— INSTRUCTIONS FOR THE TASK —
Each entry must appear in the answer exactly as given.

— GIVEN RECORDS —
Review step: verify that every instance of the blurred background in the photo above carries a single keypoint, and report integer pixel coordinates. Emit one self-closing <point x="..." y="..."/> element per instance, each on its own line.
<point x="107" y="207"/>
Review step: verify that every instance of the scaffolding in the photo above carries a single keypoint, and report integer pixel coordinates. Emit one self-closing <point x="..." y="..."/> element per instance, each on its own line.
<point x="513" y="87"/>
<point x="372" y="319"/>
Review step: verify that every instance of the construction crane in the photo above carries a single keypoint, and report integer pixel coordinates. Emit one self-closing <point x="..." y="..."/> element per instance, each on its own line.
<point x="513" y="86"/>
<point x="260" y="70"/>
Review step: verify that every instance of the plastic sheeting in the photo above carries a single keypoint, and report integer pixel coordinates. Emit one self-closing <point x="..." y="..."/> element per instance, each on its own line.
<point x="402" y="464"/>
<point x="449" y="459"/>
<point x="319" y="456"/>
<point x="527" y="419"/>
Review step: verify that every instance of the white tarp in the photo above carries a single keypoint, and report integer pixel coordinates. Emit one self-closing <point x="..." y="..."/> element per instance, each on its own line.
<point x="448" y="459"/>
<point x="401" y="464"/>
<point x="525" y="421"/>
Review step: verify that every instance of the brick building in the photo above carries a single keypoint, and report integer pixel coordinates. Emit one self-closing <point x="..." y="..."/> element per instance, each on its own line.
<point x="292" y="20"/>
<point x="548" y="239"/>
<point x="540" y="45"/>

— OUTPUT OF THE TASK —
Review step: verify that every instance of the blurred background in the photo above carries a single keypoint, and report integer pixel coordinates. Emit one self-closing <point x="..." y="..."/> element per instance, each on its own line.
<point x="107" y="207"/>
Review step: verify that every instance of the scaffolding in the photo above carries a single keypoint, and report integer pixel coordinates. Emit one self-closing <point x="..." y="..."/> element per instance, each on its own line.
<point x="513" y="87"/>
<point x="372" y="319"/>
Review step: verify that every instance of the construction crane in the photo above carries a single keypoint, and report integer pixel coordinates. Emit one self-closing <point x="..." y="..."/> element per instance, each on its own line.
<point x="513" y="86"/>
<point x="260" y="70"/>
Review step: verify that every instance of the plastic sheeting in the photo above carries a single keypoint, and report integer pixel coordinates. Emit one self-closing <point x="..." y="..."/> element per instance, each on its own line.
<point x="402" y="464"/>
<point x="449" y="459"/>
<point x="319" y="456"/>
<point x="527" y="419"/>
Review step: verify that every instance of the white tarp in the photo above carries a single keypoint, and report integer pixel coordinates. Emit one self-closing <point x="..." y="..."/> element per instance, each on its own line.
<point x="448" y="459"/>
<point x="401" y="464"/>
<point x="525" y="421"/>
Review step: verify that every instance of the brick building in the photo above carries a single keypoint, and report integer pixel coordinates. Emit one self-closing <point x="..." y="..."/> element per instance, each on its own line.
<point x="292" y="20"/>
<point x="548" y="239"/>
<point x="540" y="45"/>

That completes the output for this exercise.